══ Supplied data ══

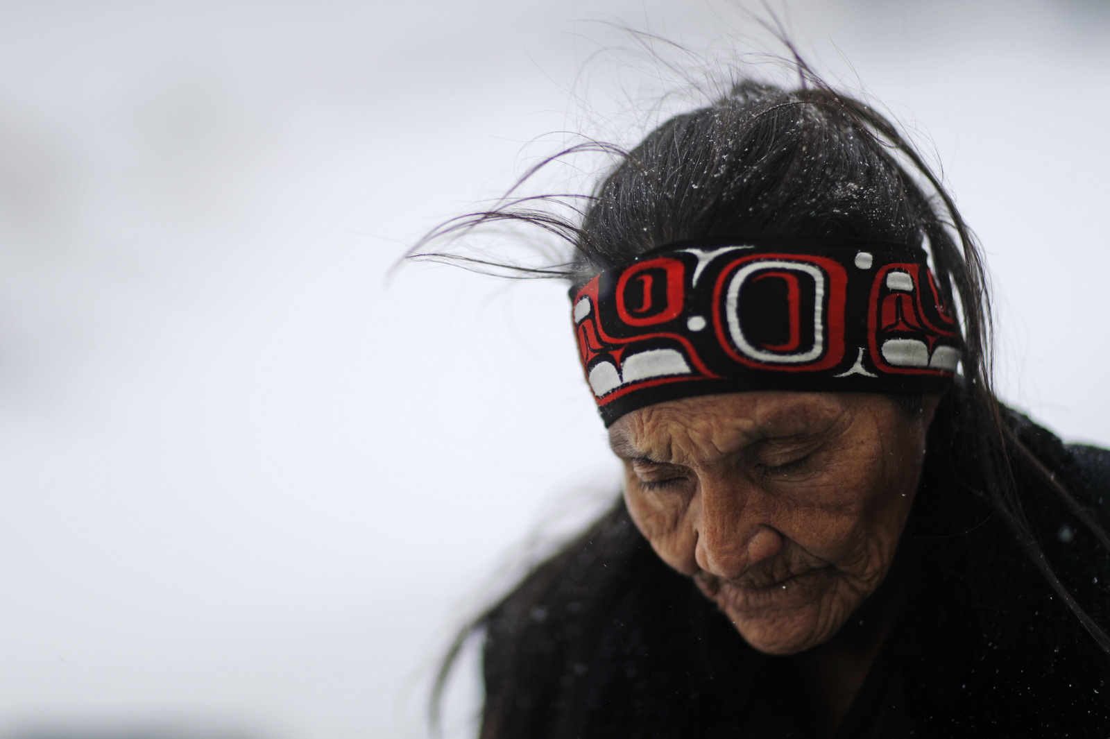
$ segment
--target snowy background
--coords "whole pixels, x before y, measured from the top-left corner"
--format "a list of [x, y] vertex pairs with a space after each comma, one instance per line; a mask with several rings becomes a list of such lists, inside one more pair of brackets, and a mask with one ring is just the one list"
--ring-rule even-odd
[[[944, 166], [1005, 397], [1110, 442], [1110, 7], [773, 4]], [[386, 273], [548, 132], [652, 122], [613, 23], [780, 51], [700, 0], [0, 2], [0, 739], [423, 736], [616, 473], [562, 285]]]

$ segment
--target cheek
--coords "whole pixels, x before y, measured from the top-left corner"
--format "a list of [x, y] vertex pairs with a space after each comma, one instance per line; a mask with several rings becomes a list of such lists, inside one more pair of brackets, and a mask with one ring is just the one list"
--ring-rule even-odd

═══

## What is required
Set down every line of the data above without any change, leaving out the pictures.

## Response to this exercise
$ segment
--target snowy background
--coords "whole pixels, x before y, measured from the top-left corner"
--format "a list of [x, y] vertex pairs with a space after each comma, one instance per line; a mask with several rings becomes a list of such lists, inside one more pair of brackets, and a mask with one ring is just the one list"
--ring-rule even-odd
[[[944, 166], [1005, 397], [1110, 442], [1110, 7], [773, 4]], [[386, 273], [548, 132], [652, 122], [613, 23], [780, 51], [700, 0], [0, 2], [0, 739], [423, 736], [616, 473], [562, 285]]]

$ segment
--target cheek
--coords "whole pixels, x before y, measured from the top-left corner"
--format "a list of [x, y] vertex pairs with a space after each comma, one instance per line; a mask with several rings becomes a list of such lists, inside one more pair of brackets, and a mask with one ring is just the one list"
--ring-rule even-odd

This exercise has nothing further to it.